▶ _Texto proporcionado_
▼
Afectos nosotros a las bellas artes, y deseosos de que no quede perdida la memoria de nuestros artistas mexicanos, hemos procurado sacar del polvo alguno de sus viejos cuadros que, andando el tiempo, acaso valdrán mucho dinero, y adquirir también algunas noticias biográficas: pero las tradiciones se van perdiendo, y hay tal confusión y oscuridad en las relaciones, que es imposible averiguar la verdad, ni formar de pronto el juicio que es necesario.

No obstante, de varios de los artistas a que nos referimos, tenemos ya noticias más pormenorizadas, y comenzamos con Zendejas. El retrato que acompaña a este artículo, es dibujo original de don Julián Ordóñez, el único de sus discípulos que vive, según tenemos entendido. Lo debemos a la fina atención de nuestro amigo y colaborador don Manuel Orozco y Berra, así como los apuntes biográficos al recomendable artista don José Manzo, de quien tuvimos el gusto de hablar en uno de los números del Museo Mexicano.

Miguel Gerónimo Zendejas nació en la ciudad de la Puebla de los Angeles, el año de 1724, es decir, hace 125 años. Ningunos datos tenemos respecto a la profesión que ejercía su padre don Lorenzo; pero lo que sí está averiguado es, que teniendo grande amistad y confianza con los padres jesuitas, esta circunstancia le proporcionó ir a Roma, en compañía del padre Oviedo, quien lo presentó al Pontífice como un objeto curioso. Le agradó tanto al santo padre este joven mexicano, que se asegura le hizo algunos cariños en la cabeza.
▲
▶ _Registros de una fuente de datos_
▼
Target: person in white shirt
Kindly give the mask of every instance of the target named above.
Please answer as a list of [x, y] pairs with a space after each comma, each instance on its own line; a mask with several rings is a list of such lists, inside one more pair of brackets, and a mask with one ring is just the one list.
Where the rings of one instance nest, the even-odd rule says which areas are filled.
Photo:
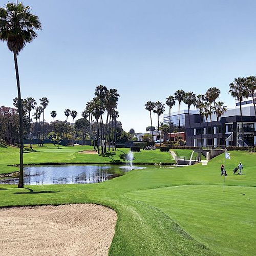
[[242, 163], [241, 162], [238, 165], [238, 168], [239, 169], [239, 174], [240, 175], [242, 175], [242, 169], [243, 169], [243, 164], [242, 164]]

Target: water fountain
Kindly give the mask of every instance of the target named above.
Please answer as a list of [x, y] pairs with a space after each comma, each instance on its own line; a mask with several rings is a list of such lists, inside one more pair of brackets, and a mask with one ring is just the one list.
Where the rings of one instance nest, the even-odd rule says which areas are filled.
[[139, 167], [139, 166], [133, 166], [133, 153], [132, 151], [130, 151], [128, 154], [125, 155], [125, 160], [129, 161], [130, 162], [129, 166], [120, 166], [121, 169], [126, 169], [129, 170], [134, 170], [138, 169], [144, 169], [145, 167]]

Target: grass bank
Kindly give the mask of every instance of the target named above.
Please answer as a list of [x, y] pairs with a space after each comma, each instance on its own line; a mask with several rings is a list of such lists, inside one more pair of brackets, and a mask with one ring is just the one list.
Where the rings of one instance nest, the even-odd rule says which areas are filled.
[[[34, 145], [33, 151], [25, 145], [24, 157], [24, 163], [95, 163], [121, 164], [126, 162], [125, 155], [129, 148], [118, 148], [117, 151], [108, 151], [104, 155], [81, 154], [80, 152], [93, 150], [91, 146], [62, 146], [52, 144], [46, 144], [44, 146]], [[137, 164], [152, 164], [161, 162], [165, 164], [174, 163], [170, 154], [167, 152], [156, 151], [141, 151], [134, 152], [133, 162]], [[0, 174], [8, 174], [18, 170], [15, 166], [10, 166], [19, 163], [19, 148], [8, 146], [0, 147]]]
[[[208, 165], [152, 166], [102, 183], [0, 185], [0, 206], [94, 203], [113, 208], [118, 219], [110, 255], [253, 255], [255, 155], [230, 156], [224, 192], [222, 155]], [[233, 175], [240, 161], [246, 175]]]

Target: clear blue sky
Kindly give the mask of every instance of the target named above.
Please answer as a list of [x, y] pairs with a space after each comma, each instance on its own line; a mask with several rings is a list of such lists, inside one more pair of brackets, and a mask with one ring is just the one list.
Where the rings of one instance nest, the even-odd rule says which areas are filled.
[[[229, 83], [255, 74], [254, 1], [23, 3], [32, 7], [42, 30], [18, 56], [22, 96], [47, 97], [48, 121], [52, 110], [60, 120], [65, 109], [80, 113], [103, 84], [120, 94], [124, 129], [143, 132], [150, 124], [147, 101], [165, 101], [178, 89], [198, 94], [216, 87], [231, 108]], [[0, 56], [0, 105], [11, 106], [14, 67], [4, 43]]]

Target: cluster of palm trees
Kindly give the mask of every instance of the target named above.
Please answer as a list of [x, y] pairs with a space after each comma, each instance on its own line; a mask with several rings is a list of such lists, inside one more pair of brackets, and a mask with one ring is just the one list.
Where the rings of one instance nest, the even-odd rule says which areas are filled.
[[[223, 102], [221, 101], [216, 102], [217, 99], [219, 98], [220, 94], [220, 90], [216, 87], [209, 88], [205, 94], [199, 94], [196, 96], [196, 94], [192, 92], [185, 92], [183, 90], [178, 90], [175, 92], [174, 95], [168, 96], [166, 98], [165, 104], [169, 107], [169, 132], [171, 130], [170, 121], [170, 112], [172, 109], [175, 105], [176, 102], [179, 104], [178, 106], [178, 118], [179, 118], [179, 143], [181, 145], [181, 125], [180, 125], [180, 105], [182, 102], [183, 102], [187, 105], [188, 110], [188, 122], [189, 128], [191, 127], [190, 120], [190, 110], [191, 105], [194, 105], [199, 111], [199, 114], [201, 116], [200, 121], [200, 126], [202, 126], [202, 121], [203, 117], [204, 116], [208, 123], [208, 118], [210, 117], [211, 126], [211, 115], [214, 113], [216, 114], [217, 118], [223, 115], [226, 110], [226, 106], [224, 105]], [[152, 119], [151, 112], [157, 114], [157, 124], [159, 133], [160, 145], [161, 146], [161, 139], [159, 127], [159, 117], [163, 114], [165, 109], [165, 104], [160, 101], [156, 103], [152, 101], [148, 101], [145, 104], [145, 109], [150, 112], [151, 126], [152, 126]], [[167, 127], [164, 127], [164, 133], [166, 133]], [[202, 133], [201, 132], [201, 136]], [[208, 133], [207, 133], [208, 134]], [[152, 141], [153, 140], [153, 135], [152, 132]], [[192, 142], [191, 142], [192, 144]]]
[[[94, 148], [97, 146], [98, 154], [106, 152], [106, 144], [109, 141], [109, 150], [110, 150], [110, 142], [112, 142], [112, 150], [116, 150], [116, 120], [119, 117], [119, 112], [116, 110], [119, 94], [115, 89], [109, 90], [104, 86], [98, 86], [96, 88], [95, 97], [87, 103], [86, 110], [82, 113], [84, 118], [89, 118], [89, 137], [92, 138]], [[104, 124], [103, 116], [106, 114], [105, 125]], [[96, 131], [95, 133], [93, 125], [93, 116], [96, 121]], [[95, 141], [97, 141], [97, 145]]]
▲
▼
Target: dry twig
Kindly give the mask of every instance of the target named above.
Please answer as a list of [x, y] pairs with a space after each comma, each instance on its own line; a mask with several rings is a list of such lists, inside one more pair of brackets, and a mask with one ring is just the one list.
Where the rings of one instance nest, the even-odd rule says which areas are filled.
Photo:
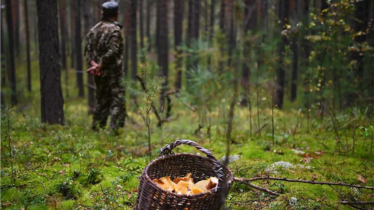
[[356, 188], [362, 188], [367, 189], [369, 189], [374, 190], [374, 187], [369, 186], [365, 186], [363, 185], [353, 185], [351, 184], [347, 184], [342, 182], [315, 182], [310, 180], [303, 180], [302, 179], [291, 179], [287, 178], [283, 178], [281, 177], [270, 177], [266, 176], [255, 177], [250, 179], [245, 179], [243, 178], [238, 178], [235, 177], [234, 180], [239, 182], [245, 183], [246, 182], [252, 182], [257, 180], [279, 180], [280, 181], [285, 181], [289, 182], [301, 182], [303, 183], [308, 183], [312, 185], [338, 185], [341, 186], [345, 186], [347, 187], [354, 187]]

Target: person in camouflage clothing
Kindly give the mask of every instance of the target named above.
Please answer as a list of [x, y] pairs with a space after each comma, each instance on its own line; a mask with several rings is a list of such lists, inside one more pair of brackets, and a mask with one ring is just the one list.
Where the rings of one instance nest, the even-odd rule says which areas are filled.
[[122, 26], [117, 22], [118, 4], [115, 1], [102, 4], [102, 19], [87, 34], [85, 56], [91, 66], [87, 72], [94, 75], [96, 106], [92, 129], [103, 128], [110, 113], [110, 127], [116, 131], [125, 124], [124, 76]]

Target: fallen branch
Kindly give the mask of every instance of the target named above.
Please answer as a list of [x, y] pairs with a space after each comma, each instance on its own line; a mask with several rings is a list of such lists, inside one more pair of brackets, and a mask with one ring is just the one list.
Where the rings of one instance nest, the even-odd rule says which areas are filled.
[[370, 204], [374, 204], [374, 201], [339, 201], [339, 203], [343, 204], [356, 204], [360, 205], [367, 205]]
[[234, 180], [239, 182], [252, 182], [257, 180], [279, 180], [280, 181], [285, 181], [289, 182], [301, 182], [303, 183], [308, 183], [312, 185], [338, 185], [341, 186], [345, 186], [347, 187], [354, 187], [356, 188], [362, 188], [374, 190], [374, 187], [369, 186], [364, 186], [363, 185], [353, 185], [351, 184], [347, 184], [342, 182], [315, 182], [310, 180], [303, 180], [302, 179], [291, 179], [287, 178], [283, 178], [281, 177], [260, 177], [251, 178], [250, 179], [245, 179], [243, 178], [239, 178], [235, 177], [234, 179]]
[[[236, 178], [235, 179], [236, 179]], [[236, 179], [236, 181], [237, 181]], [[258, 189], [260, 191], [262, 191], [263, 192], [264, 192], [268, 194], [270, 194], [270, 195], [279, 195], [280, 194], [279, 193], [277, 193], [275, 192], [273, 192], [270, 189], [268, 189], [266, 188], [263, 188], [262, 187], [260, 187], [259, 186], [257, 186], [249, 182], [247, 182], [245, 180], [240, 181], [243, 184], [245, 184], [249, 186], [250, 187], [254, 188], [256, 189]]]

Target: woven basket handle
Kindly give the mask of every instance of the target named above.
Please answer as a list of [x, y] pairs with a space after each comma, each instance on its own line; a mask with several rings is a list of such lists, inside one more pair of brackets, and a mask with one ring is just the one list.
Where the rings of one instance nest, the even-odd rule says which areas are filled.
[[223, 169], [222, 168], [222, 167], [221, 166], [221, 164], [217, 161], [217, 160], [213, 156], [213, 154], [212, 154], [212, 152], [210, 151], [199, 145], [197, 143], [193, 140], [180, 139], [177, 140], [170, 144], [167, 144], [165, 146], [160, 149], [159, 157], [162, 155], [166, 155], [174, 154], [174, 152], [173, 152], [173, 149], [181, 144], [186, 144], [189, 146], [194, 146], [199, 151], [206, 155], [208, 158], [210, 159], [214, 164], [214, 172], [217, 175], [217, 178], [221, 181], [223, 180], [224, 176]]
▲
▶ _Tarea_
Enumere todas las personas a cuyo nombre el texto sobre Zendejas antepone el tratamiento «don». Para resolver las tareas no hace falta consultar los registros.

▶ _Respuesta_
- Julián Ordóñez
- Manuel Orozco y Berra
- José Manzo
- Lorenzo